■ Quoted text:
Macy’s Thanksgiving Day Parade


Thanksgiving Day means homes filled with the scent of roasting turkey and warming pies, family and friends gathering to feast (and maybe argue over politics) and, of course, the Macy’s Thanksgiving Day Parade. But how much do the expected 50 million television viewers and 3.5 million paradegoers know about this tradition, which is celebrating its 90th anniversary this year?

Not much, according to Stephen Silverman, author of the recently released Macy’s Thanksgiving Day Parade: A New York City Holiday Tradition, although he calls the parade as “traditional as a turkey in the oven.” So before you tune in for the three-hour event or head into the city to see the parade up close and personal, here are some fun facts and milestones about the spectacle that has ushered in the holiday season across America for close to a  century.


The idea for a holiday parade actually started with the workers of Macy’s, many of whom were immigrants and wanted to “show their gratitude for being in America,” explained Silverman, whose book showcases contemporary photos by Matt Harnick and some dreamy vintage prints from the Macy’s archives. Though these workers’ original idea was to create more of a holiday market or street fair akin to holiday traditions in their native Europe, the first parade in 1924 started a brand-new Thanksgiving tradition in America. Today, hundreds of Macy’s employees and volunteers are still integral to running the show, said parade executive producer Amy Kule: “The clowns and balloon handlers that you see, the majority are Macy’s employees.” And the lucky children who get to ride on the floats? “Most are kids of employees,” Kule said.
90th anniversary?

■ Instruction:
Per the parade article, what year did the first Macy's Thanksgiving Day Parade take place?

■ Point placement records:
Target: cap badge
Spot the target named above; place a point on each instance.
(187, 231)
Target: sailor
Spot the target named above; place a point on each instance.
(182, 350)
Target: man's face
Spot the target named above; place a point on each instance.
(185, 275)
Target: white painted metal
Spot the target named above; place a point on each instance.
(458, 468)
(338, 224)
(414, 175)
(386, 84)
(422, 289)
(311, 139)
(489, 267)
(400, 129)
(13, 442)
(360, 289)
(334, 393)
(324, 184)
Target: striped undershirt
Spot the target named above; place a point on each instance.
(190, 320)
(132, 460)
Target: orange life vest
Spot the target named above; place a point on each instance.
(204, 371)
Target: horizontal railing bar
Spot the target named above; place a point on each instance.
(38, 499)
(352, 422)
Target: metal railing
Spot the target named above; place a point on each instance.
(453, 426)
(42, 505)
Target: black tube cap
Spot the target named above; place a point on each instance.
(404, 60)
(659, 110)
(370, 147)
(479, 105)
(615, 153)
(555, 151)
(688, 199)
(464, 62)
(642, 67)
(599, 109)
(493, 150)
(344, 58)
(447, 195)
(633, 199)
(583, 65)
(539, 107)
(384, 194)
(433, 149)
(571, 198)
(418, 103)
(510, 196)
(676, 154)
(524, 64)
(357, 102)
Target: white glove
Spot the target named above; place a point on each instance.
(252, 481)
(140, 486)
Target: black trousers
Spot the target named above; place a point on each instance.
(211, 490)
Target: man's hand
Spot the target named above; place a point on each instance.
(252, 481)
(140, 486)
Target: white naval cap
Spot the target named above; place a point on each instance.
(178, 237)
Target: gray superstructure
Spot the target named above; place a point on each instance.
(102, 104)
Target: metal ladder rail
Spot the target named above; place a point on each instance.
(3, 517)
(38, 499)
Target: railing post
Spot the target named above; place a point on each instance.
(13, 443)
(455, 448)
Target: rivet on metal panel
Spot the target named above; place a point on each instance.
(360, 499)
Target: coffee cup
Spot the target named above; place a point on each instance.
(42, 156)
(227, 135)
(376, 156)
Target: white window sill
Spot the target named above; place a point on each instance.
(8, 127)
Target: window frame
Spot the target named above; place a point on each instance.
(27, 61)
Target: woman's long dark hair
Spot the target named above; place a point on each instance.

■ Exercise output:
1924